_Task_: Locate each line in the items below that contains the word "mountain", and copy every such line in full.
----------------------------------------
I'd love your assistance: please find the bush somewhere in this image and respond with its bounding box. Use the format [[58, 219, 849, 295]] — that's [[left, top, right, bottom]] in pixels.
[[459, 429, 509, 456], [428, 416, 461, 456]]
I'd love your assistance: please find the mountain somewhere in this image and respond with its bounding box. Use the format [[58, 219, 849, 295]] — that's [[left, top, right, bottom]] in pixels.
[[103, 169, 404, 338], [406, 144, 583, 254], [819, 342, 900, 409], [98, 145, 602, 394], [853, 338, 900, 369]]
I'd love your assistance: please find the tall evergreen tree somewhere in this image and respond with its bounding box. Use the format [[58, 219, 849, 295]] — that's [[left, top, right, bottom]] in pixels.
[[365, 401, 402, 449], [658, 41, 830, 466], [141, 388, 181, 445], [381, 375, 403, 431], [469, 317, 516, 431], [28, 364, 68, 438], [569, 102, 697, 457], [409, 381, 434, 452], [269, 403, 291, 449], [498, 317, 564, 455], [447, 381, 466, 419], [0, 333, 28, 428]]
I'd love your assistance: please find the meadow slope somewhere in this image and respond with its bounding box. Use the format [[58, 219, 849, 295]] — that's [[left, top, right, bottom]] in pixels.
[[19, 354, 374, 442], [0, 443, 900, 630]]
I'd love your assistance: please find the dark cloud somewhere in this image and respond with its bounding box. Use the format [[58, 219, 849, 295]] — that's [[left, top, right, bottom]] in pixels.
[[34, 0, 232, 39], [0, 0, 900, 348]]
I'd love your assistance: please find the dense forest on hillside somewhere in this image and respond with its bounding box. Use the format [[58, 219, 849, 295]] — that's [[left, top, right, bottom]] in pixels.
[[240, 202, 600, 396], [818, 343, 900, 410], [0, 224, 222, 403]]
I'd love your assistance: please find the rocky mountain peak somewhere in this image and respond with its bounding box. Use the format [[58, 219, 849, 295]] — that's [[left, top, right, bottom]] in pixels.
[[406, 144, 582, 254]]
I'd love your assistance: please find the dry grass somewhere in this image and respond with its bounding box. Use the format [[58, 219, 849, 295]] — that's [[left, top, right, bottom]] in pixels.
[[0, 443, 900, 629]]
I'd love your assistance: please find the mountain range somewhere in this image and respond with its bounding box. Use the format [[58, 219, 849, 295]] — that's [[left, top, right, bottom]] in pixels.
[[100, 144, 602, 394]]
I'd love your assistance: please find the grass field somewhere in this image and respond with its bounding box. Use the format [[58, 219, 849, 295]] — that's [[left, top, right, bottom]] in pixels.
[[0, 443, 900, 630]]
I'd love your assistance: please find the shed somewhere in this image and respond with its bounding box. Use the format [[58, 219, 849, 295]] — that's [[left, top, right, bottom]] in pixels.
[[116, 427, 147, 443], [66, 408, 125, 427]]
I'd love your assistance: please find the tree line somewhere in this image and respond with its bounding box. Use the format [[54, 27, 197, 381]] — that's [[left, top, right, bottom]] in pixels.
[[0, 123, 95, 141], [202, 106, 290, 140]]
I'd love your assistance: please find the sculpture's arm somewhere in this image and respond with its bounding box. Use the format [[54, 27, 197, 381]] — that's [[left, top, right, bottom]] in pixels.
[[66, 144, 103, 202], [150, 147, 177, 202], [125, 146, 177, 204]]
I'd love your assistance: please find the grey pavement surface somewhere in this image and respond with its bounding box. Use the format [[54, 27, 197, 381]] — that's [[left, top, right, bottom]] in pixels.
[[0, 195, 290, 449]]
----------------------------------------
_Answer to this task_:
I'd love your assistance: please find the mountain somewhere in this image and respond with its bounding box. Use the format [[58, 219, 849, 295]] — that's [[left, top, right, bottom]] in pixels.
I'd love your assistance: please find the rocky mountain peak somewhere in this image and respond with its bounding box. Use the format [[58, 219, 849, 295]] — that's [[left, top, right, bottom]] in pixels.
I'd love your assistance: please find the mountain range somewhere in this image and respond with its bounding box. Use the format [[58, 219, 849, 295]] — that's [[left, top, right, bottom]] in pixels.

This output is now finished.